— BEGIN Material to process —

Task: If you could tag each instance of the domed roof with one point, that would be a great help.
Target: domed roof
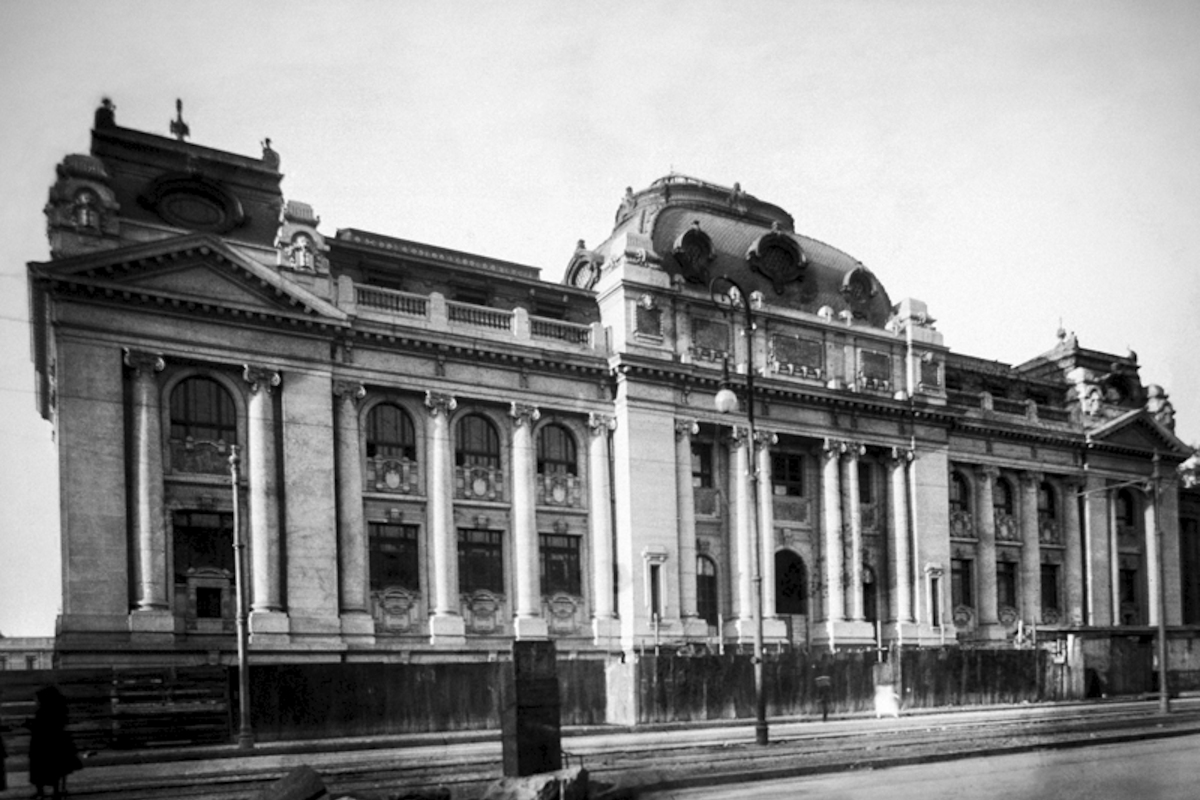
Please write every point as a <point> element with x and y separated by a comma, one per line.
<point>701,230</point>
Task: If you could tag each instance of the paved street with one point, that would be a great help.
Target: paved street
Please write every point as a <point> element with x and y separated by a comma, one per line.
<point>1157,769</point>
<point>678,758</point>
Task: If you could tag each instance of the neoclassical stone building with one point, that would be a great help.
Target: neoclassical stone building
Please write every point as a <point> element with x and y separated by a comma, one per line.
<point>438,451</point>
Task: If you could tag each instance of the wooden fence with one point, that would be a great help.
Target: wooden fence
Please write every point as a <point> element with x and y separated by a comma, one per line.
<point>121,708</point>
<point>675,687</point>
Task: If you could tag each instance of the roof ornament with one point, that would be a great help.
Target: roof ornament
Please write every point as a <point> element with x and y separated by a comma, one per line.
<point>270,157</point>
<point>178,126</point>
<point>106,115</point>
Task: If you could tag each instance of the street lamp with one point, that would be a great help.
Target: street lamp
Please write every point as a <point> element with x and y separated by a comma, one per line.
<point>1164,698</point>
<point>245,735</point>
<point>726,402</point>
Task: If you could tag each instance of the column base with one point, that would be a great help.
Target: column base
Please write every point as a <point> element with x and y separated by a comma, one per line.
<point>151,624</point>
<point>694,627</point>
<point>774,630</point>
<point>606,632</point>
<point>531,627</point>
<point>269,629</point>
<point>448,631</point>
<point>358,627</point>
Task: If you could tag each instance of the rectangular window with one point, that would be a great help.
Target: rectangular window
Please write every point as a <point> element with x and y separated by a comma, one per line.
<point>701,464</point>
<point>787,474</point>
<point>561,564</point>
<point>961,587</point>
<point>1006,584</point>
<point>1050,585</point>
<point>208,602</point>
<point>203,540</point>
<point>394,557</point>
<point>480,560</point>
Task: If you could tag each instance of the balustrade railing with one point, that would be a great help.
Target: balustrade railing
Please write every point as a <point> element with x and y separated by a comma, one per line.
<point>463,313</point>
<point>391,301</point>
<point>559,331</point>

— END Material to process —

The entries above should be reproduced exactly, without their pictures.

Task: If you could tag each instance of the domed roof with one point, that would be a great help.
Target: domed roof
Please write every point as a <point> element with x and y separated by a comma, one per line.
<point>701,230</point>
Task: If you could tag each instance of the paved street with one point, that would be a great help.
Target: paved street
Please write every point as a <point> element with x and y separated by a comma, one per line.
<point>1157,769</point>
<point>678,758</point>
Task: If you could tag each instance of the neoclassical stone building with one point, that would be a great help.
Target: neoclassical stone building
Please write every point as a <point> element with x and y separated by a comma, one per line.
<point>438,451</point>
Task: If you could tag each instance of the wooden fence with one point, that would be a great help.
Target: wooden fence
Please write every point as a <point> element with x and y separated by a comma, one per line.
<point>121,708</point>
<point>675,687</point>
Task: If you could tag each instance of the roof ornament with one point, that would be a great help.
Target: roof ornament
Please write every point as a <point> element with x and y separated by a comma, one per line.
<point>270,157</point>
<point>178,126</point>
<point>106,115</point>
Task: If you could tag each instance of the street lamp with one point, that would be a great help.
Target: street lamp
Please write every point as a <point> element with x and y separated by a comma, one per line.
<point>1164,698</point>
<point>245,735</point>
<point>726,402</point>
Task: If you could tag each instance of the column base with one point, that would be a great help.
Target: column base
Please write every point as a <point> element with x and y separated by a comma, one per line.
<point>151,624</point>
<point>694,627</point>
<point>774,630</point>
<point>606,632</point>
<point>531,627</point>
<point>269,629</point>
<point>448,631</point>
<point>358,627</point>
Task: If you could tag each instance of the rectangular window with one point, that would be a great help.
Target: rectangular window
Please write every point as a <point> element with x and y separated by a comma, one per line.
<point>701,464</point>
<point>787,474</point>
<point>561,564</point>
<point>961,587</point>
<point>1006,584</point>
<point>1050,585</point>
<point>208,602</point>
<point>203,540</point>
<point>394,557</point>
<point>480,560</point>
Task: If you could tag each instance of the balustrade railing with one point, that would be a great help.
Target: balustrade railing
Please write every point as a <point> element with x and y separated by a comma, one per line.
<point>463,313</point>
<point>391,301</point>
<point>559,331</point>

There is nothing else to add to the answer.